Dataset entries
----

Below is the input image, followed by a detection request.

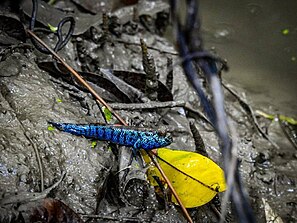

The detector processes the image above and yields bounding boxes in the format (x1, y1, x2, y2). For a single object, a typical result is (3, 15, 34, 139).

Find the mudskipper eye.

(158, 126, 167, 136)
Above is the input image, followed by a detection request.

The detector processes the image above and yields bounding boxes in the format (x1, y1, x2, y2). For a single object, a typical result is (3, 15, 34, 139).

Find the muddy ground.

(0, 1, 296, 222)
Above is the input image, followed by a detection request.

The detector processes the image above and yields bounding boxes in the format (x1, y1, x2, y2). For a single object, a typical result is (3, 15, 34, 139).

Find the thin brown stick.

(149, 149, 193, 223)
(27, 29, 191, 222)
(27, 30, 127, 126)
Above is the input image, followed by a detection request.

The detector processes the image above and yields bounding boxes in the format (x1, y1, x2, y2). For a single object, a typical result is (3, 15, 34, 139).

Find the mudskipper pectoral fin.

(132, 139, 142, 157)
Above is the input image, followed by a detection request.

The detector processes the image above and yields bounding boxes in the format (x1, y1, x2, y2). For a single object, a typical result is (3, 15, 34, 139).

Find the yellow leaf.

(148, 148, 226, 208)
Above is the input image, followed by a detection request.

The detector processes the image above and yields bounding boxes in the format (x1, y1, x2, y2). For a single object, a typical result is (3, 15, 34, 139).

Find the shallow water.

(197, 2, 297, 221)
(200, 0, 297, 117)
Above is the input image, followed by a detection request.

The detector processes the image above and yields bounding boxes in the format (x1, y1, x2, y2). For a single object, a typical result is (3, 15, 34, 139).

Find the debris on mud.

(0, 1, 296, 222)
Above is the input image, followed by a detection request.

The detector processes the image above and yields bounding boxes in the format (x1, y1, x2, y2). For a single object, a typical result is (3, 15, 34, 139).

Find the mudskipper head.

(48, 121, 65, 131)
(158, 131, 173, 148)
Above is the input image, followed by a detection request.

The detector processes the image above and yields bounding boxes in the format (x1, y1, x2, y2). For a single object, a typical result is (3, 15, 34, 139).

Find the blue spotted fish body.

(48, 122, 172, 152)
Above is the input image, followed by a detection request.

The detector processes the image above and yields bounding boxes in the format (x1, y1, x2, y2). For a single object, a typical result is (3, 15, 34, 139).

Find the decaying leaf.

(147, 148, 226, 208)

----

Reproduce all the records verbatim, excluding images.

Below is the input image, followed by a detection request.


The detector processes the image above and yields bounding boxes in the format (x1, y1, x2, y2). For a single object, a typical result is (3, 15, 34, 139).

Find the mudskipper eye.

(158, 126, 167, 136)
Above is the input image, followed by a detection request.

The detector processes the image above and yields bounding boxes in the format (x1, y1, x2, y2). For a single object, a typical result is (3, 15, 34, 139).

Find the muddy ground.

(0, 1, 296, 222)
Above is the input image, followed by a detection request.

The detector processes the image above and yields bounding boxes in the format (x1, y1, x2, y2). For a single object, a typical result is (3, 15, 34, 139).

Find the thin brown stick.

(149, 149, 193, 223)
(27, 29, 191, 222)
(27, 30, 127, 126)
Above is the input image, followed by a detection request.

The detector processes the image above and yields bounding boxes in the format (x1, y1, x2, y2). For a single object, a typical result is (3, 15, 34, 139).

Find the mudskipper pectoral fin.

(132, 139, 142, 157)
Above is the input image, followed by a detection request.

The detector processes the image above and yields bounding boxes in the format (x1, y1, x2, y2). For a single object, a typical result is (3, 15, 34, 139).

Find the yellow leaf.

(148, 148, 226, 208)
Above is the input image, followed by a detection request.

The detector processes the image above and yields bounding boxes in the format (x1, y1, x2, y2). For a single object, a typical result is (3, 15, 34, 139).

Find the shallow water.

(197, 2, 297, 221)
(200, 0, 297, 117)
Above is the input image, followed by a detection request.

The detector processes the image above and yields bounding boxes in the format (x1, y1, x2, y2). For a single object, a typical result is (3, 15, 34, 139).

Find the debris on mud.

(0, 1, 296, 222)
Above is the input image, followed by a detection request.

The detector processes the image above and yields bounding boxes in the format (x1, y1, x2, y2). For a single object, a typical result is (3, 15, 34, 139).

Find the mudskipper head.

(48, 121, 65, 131)
(158, 131, 173, 148)
Above is the input image, followed by a detection request.

The detector processes the image above and yields bounding boxes in the format (x1, y1, x2, y2). For a single object, a typical result is (3, 15, 34, 139).

Find the blue spotted fish body.

(48, 122, 172, 152)
Above is the input image, followed by a detection request.

The detector processes the image above and yields bounding boxes in the format (x1, y1, x2, y2). For a single object, a typical result is (3, 15, 34, 139).

Find the decaying leaf.

(147, 148, 226, 208)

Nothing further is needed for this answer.